- What to do -
Quote the gyuto review thread word for word, between "Just ordered a" and "him right away.", inclusive.

- Page -
◆ ◆ ◆ ◆

# Masashi kobo 270 mm wa gyuto review



## chefcomesback (Sep 2, 2014)

I have promised to do this review a while ago , wanted to use the knife more before I came to any conclusion .
So here it goes : I have been fond of sanjo style tall gyutos and had some carbon ones but I always wanted a stainless or semi stainless one for the crazy busy days when I have to check different venues and banquets . I saw this one on aframes and decided to get one, being located in down under I wish I knew the presence of one of local vendors carrying it.but next time 



Sent from my iPhone using Kitchen Knife Forum


----------



## chefcomesback (Sep 2, 2014)

It was described as semi mirror polish but if you ask me it is full mirror polish. Fit and finish were really good too, spine and choil were rounded , not Shigefusa level but 
still




very nice. My initial impression was this maker is really trying to prove himself well with his new brand of knives.

It came with a friction for saya too so far I very happy with what i have paid and what I have received so far




The edge it came with was good but after a big prep day I have noticed some micro chipping , I was looking for an excuse to sharpen it anyway . I did a quick sharpening at work with shapton 220, naniwa 1000 -3000 an it took a nice , little toothy edge

The grind is nice , I didn't notice any major low spots yet, it is super thin behind edge, maybe little too thin for my taste 




I couldn't find my calipers but it has a thick spine my guess around 4mm




I like the profile but again I like tall 270 gyutos, here is comparison with my other 270s




Let's talk about some thing I didn't enjoy that much:
Mirror polish , I was expecting a semi mirror but it is little too much for me and having a soft cladding it is prone to scratches . If this was a honyaki gyuto workhorse it would be easy but with this one those scratches are bothering me. I can bring back to a mirror polish again but it's not worthed .it will get scratched again.

I find cutting performance good overall, love the thin tip , beyond my excavations but there is an area just by the belly that feels little thick . Rest of the blade is very good, very good cutter but around the last part of the blade close to heel food release is not as good as it could be, maybe mirror polish to be blamed here as well.
Overall i am happy with my purchase , it is a very good value , very thin behind the edge and good cutter , would recommend for a tall stainless gyuto as long as you don't mind the beautiful mirror polish will be gone in professional use in no time.




Sent from my iPhone using Kitchen Knife Forum


----------



## CutFingers (Sep 2, 2014)

The hardest part of using a beautiful knife designated as a workhorse knife...is well letting it be a workhorse and develop scratches. Perhaps you could put a frosty kasumi style finish on it...or leave it alone and have fun


----------



## ChipB (Sep 6, 2014)

I can commiserate with the mirror finish issue. For me, it's less about aesthetic deterioration through use and more about the suction the finish seems to create through denser, wet ingredients. I just bought a Kono Honyaki that has a serious mirror polish and plan on taking some natural stone mud to it in order to add a bit of texture. 
That aside, I own a couple of Shigs and this knife really intrigues me. As soon as I saw it, I thought it looked like an SLD Shig clone which, is not a bad thing! I'd love to hear more about the grind on the knife etc. as for the price, this seems like a screaming value at first blush


----------



## chefcomesback (Sep 6, 2014)

ChipB said:


> I can commiserate with the mirror finish issue. For me, it's less about aesthetic deterioration through use and more about the suction the finish seems to create through denser, wet ingredients. I just bought a Kono Honyaki that has a serious mirror polish and plan on taking some natural stone mud to it in order to add a bit of texture.
> That aside, I own a couple of Shigs and this knife really intrigues me. As soon as I saw it, I thought it looked like an SLD Shig clone which, is not a bad thing! I'd love to hear more about the grind on the knife etc. as for the price, this seems like a screaming value at first blush



The profile of the shig is little shorter and pointier , with mostly push cut the stiction is not bad around the first 2/3rds of the blade but around the last 1/3 where I cut dense things there is stiction . Again for what I have paid I am very happy 


Sent from my iPhone using Kitchen Knife Forum


----------



## 420layersofdank (Aug 3, 2015)

Just ordered a 240 from a frames!!


----------



## koki (Aug 3, 2015)

I had this knife, but it felt awkward in my hand. I also am not experienced with that kind of profile so I did not enjoy it too much. My co worker loved it so it went to him right away.


----------

◆ ◆ ◆ ◆

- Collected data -

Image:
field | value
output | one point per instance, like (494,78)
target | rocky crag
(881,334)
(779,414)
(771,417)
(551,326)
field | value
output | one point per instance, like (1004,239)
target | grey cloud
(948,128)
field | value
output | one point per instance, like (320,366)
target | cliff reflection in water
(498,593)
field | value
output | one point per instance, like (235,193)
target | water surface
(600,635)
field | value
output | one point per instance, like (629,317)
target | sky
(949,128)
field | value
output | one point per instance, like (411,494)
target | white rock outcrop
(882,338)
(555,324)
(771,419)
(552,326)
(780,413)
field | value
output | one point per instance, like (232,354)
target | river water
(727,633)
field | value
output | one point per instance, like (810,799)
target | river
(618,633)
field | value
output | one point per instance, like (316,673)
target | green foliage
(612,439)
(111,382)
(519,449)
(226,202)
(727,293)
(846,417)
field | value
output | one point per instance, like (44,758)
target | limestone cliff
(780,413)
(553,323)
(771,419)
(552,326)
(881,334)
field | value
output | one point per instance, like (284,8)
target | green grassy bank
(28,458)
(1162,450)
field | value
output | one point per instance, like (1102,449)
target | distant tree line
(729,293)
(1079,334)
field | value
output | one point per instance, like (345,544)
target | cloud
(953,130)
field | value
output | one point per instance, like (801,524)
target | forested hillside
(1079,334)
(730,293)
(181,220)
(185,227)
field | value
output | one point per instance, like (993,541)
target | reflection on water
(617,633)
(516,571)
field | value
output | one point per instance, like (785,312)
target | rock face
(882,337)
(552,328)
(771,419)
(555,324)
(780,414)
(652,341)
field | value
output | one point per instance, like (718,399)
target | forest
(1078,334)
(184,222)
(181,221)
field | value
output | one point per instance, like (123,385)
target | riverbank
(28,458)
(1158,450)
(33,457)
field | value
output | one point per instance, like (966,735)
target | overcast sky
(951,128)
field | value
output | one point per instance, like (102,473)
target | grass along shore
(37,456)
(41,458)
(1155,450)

◆ ◆ ◆ ◆

- Result -
Just ordered a 240 from a frames!!


----------



## koki (Aug 3, 2015)

I had this knife, but it felt awkward in my hand. I also am not experienced with that kind of profile so I did not enjoy it too much. My co worker loved it so it went to him right away.